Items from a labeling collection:
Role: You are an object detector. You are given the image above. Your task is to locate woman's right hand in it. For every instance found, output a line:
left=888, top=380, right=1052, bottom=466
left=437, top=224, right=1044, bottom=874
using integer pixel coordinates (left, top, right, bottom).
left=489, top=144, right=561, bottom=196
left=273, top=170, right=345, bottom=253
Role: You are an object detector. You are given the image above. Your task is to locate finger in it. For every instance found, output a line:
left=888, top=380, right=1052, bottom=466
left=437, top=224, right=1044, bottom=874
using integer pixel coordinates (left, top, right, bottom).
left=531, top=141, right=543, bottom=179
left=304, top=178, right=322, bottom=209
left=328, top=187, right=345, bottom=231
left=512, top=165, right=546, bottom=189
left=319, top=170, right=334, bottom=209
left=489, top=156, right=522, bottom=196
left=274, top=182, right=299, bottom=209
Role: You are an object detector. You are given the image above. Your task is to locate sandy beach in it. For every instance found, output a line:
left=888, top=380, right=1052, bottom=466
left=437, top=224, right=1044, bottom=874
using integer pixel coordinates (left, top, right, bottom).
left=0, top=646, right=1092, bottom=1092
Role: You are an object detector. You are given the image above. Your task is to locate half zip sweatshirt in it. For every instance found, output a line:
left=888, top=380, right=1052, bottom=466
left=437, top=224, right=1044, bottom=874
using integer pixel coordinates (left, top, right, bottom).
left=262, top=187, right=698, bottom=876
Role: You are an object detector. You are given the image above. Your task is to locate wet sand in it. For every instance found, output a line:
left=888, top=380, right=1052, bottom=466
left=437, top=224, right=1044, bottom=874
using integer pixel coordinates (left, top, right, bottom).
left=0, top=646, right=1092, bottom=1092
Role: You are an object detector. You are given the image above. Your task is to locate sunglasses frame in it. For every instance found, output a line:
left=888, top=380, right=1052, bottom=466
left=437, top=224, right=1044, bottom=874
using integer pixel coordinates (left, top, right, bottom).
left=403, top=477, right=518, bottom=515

*TO DO*. Reproduce every line from the beginning of the items above through the line containing "left=273, top=170, right=345, bottom=253", inclusive, keeping the requests and their sample lines unchanged. In the answers only, scale each bounding-box coordinate by 1.45 and round to the nearest whole number, with halves rounded up.

*OUTPUT OF THE EXERCISE*.
Role: You are an object detector. You are given the image above. Your task is to locate woman's right hand in it. For every instance found, output a line:
left=888, top=380, right=1052, bottom=466
left=437, top=224, right=1044, bottom=874
using integer pixel coordinates (left, top, right, bottom).
left=709, top=209, right=813, bottom=284
left=396, top=247, right=500, bottom=367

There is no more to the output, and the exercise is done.